» Texto citado
▼

Mis muy amados hermanos, en el día de ayer lloramos los males que se nos han anunciado. Alimentémonos hoy en Cristo con los venerables preceptos de su perdón. Por tanto, demos fe del Señor, pues en su presencia toda confesión piadosa y sincera pervive. Creed en la predicación del Apóstol que nos dice: Someteos humildes a la poderosa mano del Señor y él mismo os levantará en tiempos de tribulación.
¿Quén esperará en el Señor estando inseguro, quién cumplirá sus mandatos y se encuentra abandonado?. Además, con el fin de alimentar la confianza en él, desarrollaré un asunto fácil que os sirva de recuerdo ante situaciones de desastre. Y esto para que os hagáis idea de las palabras y los sucesos de otros tiempos en esta calamidad de nuestra época, y con el fin de proponer algunos paralelos de los antepasados y cómo, con la imitación de su humildad, han dispuesto la forma por la que podremos escapar con vida al doloroso castigo de Dios. Os voy a comunicar lo que he leído para consuelo de los pecadores; no pretendo provocar incertidumbre en vuestras almas ante la ira de Dios, sino instruir vuestra fe sin que desesperéis por vuestra salvación. San Agustín, en su sermón sobre la destrucción de la ciudad, relata los siguientes sucesos acaecidos en tiempos del emperador Arcadio. Dice: "Poco después de llegar Arcadio a ser emperador en Constantinopla, quiso Dios atemorizar la ciudad y con dicho temor enmendarla, con temor convertirla, con temor purificarla, con temor hacerla cambiar; se manifestó Dios mediante revelación a un soldado que era fiel siervo suyo y le comunicó que la ciudad iba a perecer bajo el fuego del cielo y le exhortó a comunicarlo. El soldado se lo hizo saber al punto al obispo, y éste lo creyó y lo divulgó al pueblo. Ante el dolor de la penitencia, la ciudad se convirtió de la misma manera que sucedió hace tiempo en la antigua Nínive. Sin embargo, con el fin de que los hombres no pensaran que quien había hablado cometía falso testimonio o mentía,
llegó el día que Dios le había señalado. Los hombres permanecían atentos y expectantes junto con el ejército, dominados todos de gran terror, y al anochecer, tras
llenarse el mundo de tinieblas, se vio una nube de fuego en el Oriente; ésta era en principio pequeña, pero, a continuación y poco a poco, conforme se aproximaba a la ciudad, iba creciendo a la vez que, amenazante, se cernía sobre toda la ciudad. Parecía expulsar una llama terrorífica y no faltaba un hedor de azufre. Todos huyeron a la Iglesia, hasta el punto de que no cabía la multitud en el lugar. Todos solicitaban el bautismo a quienes pudieran impartirlo. No
únicamente en la iglesia, sino también en las casas, los barrios y las plazas, se pedía con insistencia la salvación del sacramento con el fin de escapar a la furia presente e incluso a venideras. Sin embargo, tras aquella gran tribulación en la que Dios mostró la verdad de sus palabras y de la revelación de su siervo, dispuso que la nube se deshiciera y, poco a poco, acabó todo. Poco tiempo le duró al pueblo la tranquilidad, pues de nuevo escuchó que había que salir porque la ciudad iba a perecer al siguiente sábado. Marchó toda la ciudad con el emperador. Nadie permaneció en su casa, nadie cerró su casa. Tras avanzar un buen trecho desde las murallas y mirar sus dulces hogares, con voz entristecida se despidieron de las casas que abandonaban, y una multitud de varios miles de personas partió; pero en un lugar solitario, tras hacer plegarias al Señor, la multitud congregada observó una aparición repentina de humo y, a grandes voces, se dirigió al Señor. Por último, una vez que se comprobó que no pasaba nada, se dispuso una misión con la idea de que, a su regreso, diera cuenta de palabra de lo que había sucedido; los enviados comunicaron que se habían salvado todas las murallas y las casas, y todos regresaron con una alegría enorme. Nadie perdió nada de su casa. Resultaba patente que cada hombre regresó tal como salió. ¿Qué podemos decir? éste el castigo divino o es que, más probablemente, se compadeció Dios?

▲

Registros de una colección de datos:

▼

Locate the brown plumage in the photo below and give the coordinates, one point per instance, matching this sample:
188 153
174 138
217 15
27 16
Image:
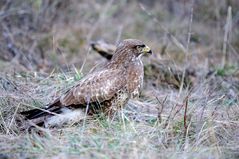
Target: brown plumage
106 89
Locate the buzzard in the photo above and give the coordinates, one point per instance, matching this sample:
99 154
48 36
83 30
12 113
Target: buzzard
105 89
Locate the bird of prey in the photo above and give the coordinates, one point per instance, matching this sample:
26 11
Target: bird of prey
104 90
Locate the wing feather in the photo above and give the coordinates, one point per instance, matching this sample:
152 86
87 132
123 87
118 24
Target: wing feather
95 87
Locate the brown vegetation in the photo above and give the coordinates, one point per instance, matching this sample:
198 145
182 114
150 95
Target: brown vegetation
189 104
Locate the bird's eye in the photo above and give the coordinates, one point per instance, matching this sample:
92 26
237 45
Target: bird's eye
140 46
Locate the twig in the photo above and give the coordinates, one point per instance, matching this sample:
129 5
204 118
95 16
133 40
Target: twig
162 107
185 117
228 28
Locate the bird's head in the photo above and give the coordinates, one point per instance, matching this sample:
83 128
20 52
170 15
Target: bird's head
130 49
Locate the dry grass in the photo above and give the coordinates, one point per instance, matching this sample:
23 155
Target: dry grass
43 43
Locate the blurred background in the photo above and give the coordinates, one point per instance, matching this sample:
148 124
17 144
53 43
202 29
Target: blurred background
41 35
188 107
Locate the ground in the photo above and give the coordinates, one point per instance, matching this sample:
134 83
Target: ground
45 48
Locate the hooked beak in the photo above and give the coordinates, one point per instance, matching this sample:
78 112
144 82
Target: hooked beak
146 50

▲
▼

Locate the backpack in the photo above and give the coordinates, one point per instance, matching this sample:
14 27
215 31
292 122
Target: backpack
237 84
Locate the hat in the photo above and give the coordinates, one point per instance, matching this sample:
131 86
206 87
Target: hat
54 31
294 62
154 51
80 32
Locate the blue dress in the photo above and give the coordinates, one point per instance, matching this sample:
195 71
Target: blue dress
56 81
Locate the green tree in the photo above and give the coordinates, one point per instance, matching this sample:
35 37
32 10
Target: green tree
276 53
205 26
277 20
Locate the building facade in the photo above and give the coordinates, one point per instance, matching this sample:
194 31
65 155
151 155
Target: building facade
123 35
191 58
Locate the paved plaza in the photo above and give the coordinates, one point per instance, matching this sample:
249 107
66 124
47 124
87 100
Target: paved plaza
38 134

▲
▼

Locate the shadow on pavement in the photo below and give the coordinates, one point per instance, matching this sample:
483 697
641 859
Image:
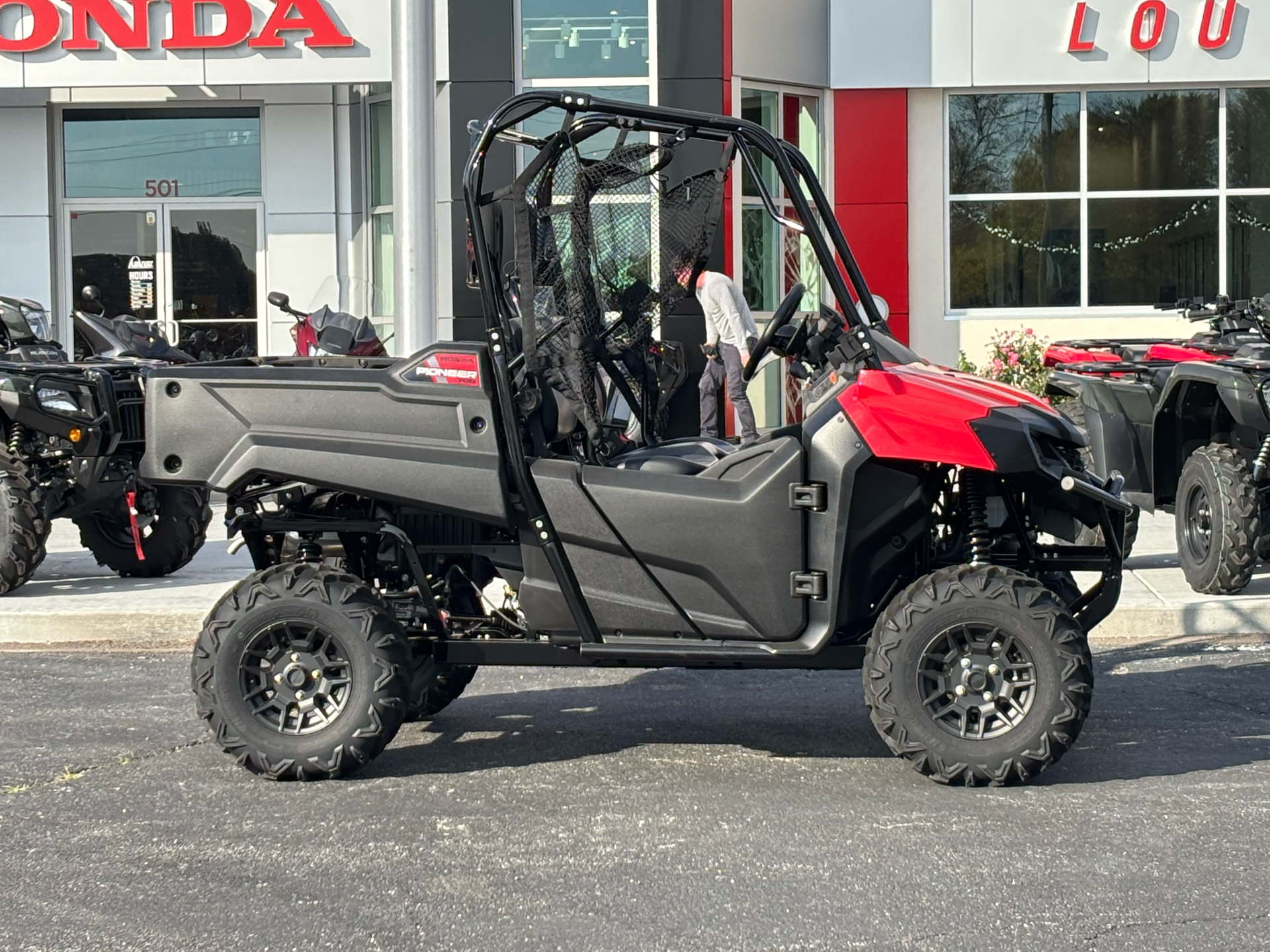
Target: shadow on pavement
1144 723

▲

» Trabajo pedido
Vuelve a escribir el sermón entre "Mis muy amados" y "tiempos de tribulación.", ambos incluidos, y sustituye "Señor" por "Padre".

» Respuesta
Mis muy amados hermanos, en el día de ayer lloramos los males que se nos han anunciado. Alimentémonos hoy en Cristo con los venerables preceptos de su perdón. Por tanto, demos fe del Padre, pues en su presencia toda confesión piadosa y sincera pervive. Creed en la predicación del Apóstol que nos dice: Someteos humildes a la poderosa mano del Padre y él mismo os levantará en tiempos de tribulación.